Text block ::
>> BEGIN

CODEWITHSUNDEEP
haskellfunctional-programminghigher-order-functions
foxterfox
foxterfox

Reputation: 75

Compose functions into another function

Is there a function for Haskell in the standard library which takes three functions and returns a function which applies the return values of the first two functions to the third function, something like this:

compact :: (a -> b) -> (a -> c) -> (b -> c -> d) -> a -> d
compact a b c = \x -> c (a x) (b x)

Or this:

import Control.Arrow
compact' :: (a -> b) -> (a -> c) -> (b -> c -> d) -> a -> d
compact' a b c = uncurry c . (a &&& b)

So that:

compact (take 1) (drop 2) (++) [1,2,3,4] == [1,3,4]
compact (+10) (*2) (<) 11 == True
compact (+10) (*2) (<) 9 == False

Upvotes: 2

Views: 106

Answers (2)

>> END

Collected material ::

>> BEGIN

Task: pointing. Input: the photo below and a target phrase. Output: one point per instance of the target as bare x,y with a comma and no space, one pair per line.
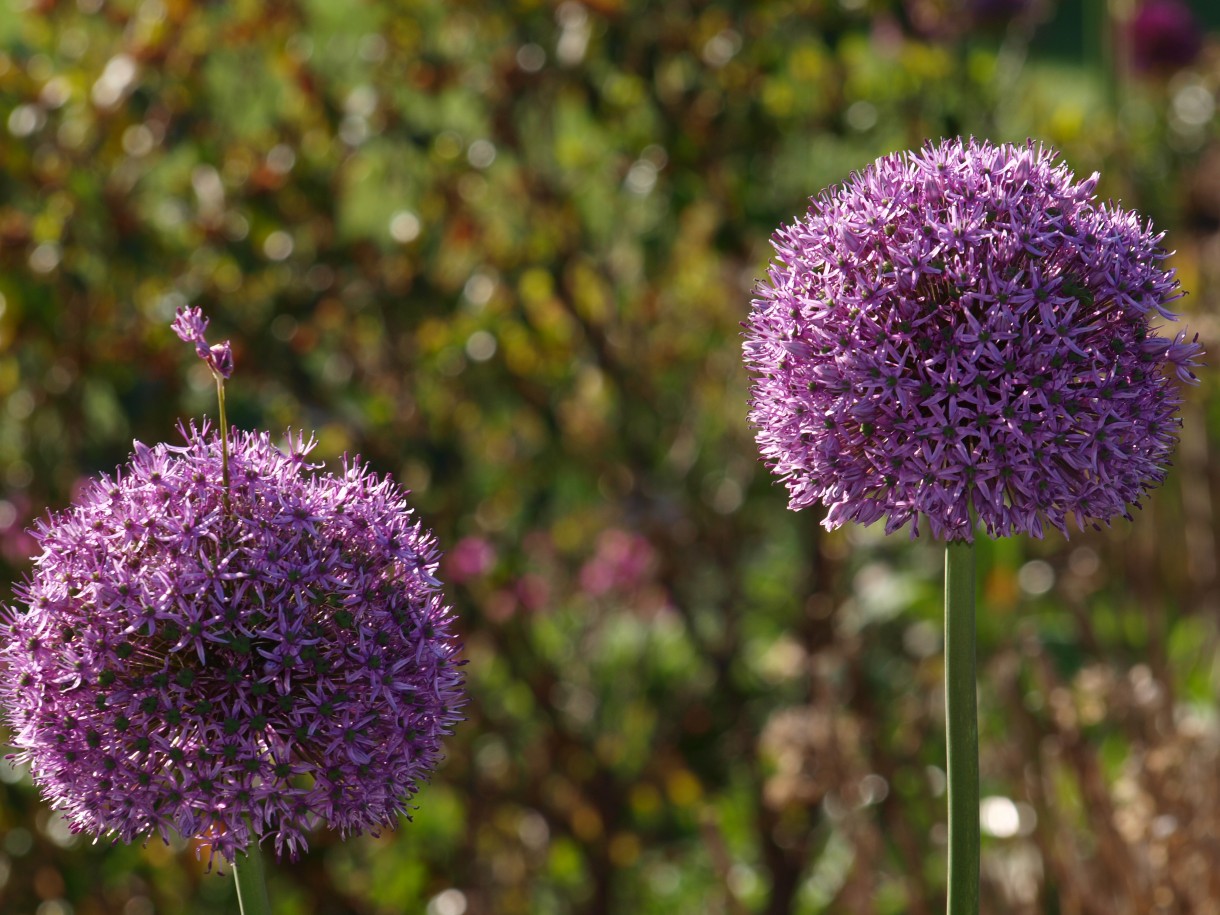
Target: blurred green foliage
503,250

>> END

Exercise task A :: From the Haskell composition thread, return the text starting with "Is there a function" and going on through "uncurry c . (a &&& b)".
Exercise task B :: In the Haskell composition thread, which module does the second version of the function import?

Task solution A ::
Is there a function for Haskell in the standard library which takes three functions and returns a function which applies the return values of the first two functions to the third function, something like this:

compact :: (a -> b) -> (a -> c) -> (b -> c -> d) -> a -> d
compact a b c = \x -> c (a x) (b x)

Or this:

import Control.Arrow
compact' :: (a -> b) -> (a -> c) -> (b -> c -> d) -> a -> d
compact' a b c = uncurry c . (a &&& b)

Task solution B :: Control.Arrow